• _Written instruction_:
Reproduce each record exactly.

>> BEGIN Listed entries

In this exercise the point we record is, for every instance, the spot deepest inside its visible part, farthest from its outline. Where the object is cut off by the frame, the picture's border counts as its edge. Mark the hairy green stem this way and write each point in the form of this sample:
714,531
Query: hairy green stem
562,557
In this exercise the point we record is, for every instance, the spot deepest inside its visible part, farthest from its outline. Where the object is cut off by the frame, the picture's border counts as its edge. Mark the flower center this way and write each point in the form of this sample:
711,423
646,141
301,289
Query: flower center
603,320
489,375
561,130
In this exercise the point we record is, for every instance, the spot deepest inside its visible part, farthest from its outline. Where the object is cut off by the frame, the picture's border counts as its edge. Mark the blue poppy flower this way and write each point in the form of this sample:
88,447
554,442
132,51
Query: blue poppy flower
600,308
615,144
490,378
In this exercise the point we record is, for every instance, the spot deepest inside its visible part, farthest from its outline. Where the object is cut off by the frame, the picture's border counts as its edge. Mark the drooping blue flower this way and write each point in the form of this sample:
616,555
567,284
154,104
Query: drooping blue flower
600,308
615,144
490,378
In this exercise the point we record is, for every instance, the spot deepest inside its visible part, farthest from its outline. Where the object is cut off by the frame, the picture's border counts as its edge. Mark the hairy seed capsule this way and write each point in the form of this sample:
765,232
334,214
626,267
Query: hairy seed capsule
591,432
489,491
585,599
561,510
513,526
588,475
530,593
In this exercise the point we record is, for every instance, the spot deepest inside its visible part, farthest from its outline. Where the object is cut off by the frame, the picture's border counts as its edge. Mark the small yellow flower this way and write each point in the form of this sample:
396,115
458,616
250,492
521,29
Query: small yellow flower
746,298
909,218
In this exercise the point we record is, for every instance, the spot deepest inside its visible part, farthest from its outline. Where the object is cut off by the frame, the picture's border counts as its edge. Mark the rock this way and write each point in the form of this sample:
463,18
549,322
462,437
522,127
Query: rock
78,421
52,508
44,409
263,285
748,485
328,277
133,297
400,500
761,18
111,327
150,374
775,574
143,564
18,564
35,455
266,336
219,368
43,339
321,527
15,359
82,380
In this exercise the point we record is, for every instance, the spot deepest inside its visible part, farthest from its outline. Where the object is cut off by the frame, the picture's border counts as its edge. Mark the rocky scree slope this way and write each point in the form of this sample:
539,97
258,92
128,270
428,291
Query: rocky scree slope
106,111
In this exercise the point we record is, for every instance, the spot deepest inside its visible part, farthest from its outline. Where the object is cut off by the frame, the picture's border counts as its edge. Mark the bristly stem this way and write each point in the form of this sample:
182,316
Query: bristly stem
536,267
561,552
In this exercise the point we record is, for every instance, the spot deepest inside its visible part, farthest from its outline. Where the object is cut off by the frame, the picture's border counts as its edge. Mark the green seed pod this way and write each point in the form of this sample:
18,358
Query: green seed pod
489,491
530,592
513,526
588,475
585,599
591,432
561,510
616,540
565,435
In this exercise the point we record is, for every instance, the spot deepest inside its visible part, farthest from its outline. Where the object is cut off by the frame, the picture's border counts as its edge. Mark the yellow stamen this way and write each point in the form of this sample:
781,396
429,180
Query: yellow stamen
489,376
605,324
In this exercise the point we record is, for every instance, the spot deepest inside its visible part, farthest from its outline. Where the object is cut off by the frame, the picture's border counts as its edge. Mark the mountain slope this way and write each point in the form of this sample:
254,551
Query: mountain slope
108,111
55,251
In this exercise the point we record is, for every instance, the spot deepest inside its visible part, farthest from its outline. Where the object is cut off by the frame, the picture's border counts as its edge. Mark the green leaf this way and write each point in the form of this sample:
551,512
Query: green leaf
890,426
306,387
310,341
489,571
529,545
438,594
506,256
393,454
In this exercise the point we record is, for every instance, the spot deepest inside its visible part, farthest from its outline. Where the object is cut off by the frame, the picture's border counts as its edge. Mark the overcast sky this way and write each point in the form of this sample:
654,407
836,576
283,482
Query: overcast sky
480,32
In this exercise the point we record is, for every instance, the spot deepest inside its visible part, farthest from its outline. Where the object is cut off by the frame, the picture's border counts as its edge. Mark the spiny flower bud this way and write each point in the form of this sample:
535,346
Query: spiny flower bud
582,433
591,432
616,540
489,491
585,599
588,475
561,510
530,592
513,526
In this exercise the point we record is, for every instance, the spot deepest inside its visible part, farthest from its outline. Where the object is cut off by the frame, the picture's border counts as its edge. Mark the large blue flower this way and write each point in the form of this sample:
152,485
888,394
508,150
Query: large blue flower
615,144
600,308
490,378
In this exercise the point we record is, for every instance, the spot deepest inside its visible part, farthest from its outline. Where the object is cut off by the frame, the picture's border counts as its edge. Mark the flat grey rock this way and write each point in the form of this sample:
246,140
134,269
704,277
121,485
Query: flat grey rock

>> END Listed entries

• _Exercise result_:
In this exercise the point we record is, for every instance, the spot deepest inside its visible part, farthest from its outline. Where the object is cut off by the frame, the picture's border counts as its edge. Mark the hairy green stem this way and write each point in the form of this sample:
714,531
Query: hairy green stem
562,557
In this exercise the point we record is, for every instance, the spot deepest inside its visible part, farthest from its outline. Where the object is cut off by the frame, the picture's border counts as its edge. Mark the flower center this way and write each point in the form of this sample:
711,423
646,141
301,289
Query: flower center
603,320
489,375
561,130
In this exercise the point we record is, for every instance, the spot deepest inside its visible part, farthest from its outline. Where the object is cut off by the frame, the picture's border counts as its edge. Mark the blue poppy flower this way and write each point in the form of this sample:
88,447
554,442
132,51
Query: blue poppy flower
600,308
615,144
490,378
In this exercise the point we record is, for every instance, the spot deepest inside its visible part, farthest from its outline. Where the object is cut off by the frame, the picture's border counts as its edge. Mark the drooping blue flower this way and write each point in the form of this sample:
616,555
567,284
154,104
Query: drooping blue flower
600,308
615,144
490,378
In this exercise the point we record is, for every instance, the spot deepest inside its visible part, farthest from its outline. Where the object is cut off by the frame, the picture's border counts as its edge. Mark the hairy seed capsule this way and write each point in the form of this sample:
765,232
334,214
626,267
Query: hairy seed capsule
591,432
489,491
585,599
561,510
513,526
588,475
530,593
In this exercise the point we record is, for every instance, the spot deepest inside its visible part, farthest from its outline. Where the object is cut off by the frame, the picture's border counts as its edge. Mark the small yellow flower this way and write each point in the form of this sample:
396,115
458,616
250,492
521,29
Query: small yellow flower
746,298
909,218
In this exercise the point we record is, for every instance, the spot deepest inside its visible part, farthest from its outline. Where the object is cut off by the frame, the picture's border counts as its edge. Mark the rock this way and write each point in the form of this sample:
463,18
549,322
462,437
522,127
Query: rock
78,421
52,508
44,409
263,285
748,485
328,277
133,297
400,500
761,18
111,327
150,374
775,574
143,564
18,564
35,455
266,336
219,368
43,339
321,527
15,359
82,380
In this exercise the point we record is, for every instance, the spot deepest inside its visible part, farthest from its outline. Where the object is cut off by the frame, the picture's border counts as its edge. Mark the rocky scree slope this way and write each point in the form of this sample:
539,97
258,92
128,270
428,291
Query: rocky scree slope
106,111
In this exercise the point we record is, for every instance, the spot deepest inside its visible part, farthest from its outline. Where the object is cut off by the frame, the picture's border counts as its edge. Mark the bristly stem this way and write each point in the form of this sample:
182,316
Query: bristly stem
536,267
561,552
In this exercise the point we record is, for every instance, the spot deepest inside its visible part, farthest from its outline. Where the object is cut off by the frame, the picture's border counts as its edge. Mark the green seed pod this way and write each point in the form of this sample:
18,358
Query: green seed pod
489,491
530,592
513,526
588,475
585,599
591,432
561,510
616,540
565,435
In this exercise the point we record is, for every instance, the spot deepest inside its visible part, farthest from its outline. Where the object is cut off by the frame, the picture's border counts as its edge. Mark the yellow stamen this way and write each point in the form of this sample:
781,396
429,180
Query: yellow stamen
489,376
605,324
In this exercise the point we record is, for every instance, the spot deepest inside its visible part, farthest from its outline. Where the object is cut off by the frame, the picture's border counts as its edge. Mark the mountain slope this way and write each point in the form of this sample:
254,551
Query: mountain slope
108,111
55,251
In this exercise the point we record is, for every instance, the spot deepest inside its visible part, farthest from its outline. Where the object is cut off by the frame, the picture's border counts as its edge. Mark the green leaf this way and write each point in the form of this sample:
551,512
Query: green leaf
890,426
306,387
310,341
489,571
529,545
438,594
506,256
393,454
In this exercise the point we record is, for every instance, the spot deepest inside its visible part, farthest from its outline. Where the object is cut off by the frame, the picture's border counts as its edge. Mark the overcast sky this way and write each point in the form of this sample:
654,407
836,576
283,482
Query: overcast sky
480,32
In this exercise the point we record is, for every instance, the spot deepest inside its visible part, farthest from its outline. Where the object is cut off by the frame, the picture's border counts as its edge. Mark the spiny flower bud this way and write each point in the form of this sample:
535,346
Query: spiny flower bud
582,433
591,432
616,540
489,491
585,599
588,475
561,510
530,592
513,526
In this exercise the point we record is, for every instance, the spot deepest inside its visible part, farthest from its outline. Where the object is cut off by the frame, the picture's border counts as its edge. Mark the large blue flower this way and write each point in the form of this sample:
152,485
888,394
508,150
Query: large blue flower
615,144
600,308
490,378
In this exercise the point we record is, for every instance, the spot deepest inside its visible part, farthest from its outline. Where the object is cut off by the frame, the picture's border counts as its edge. Mark the flat grey rock this way and write each point in the form of this sample:
246,140
134,269
704,277
121,485
Query: flat grey rock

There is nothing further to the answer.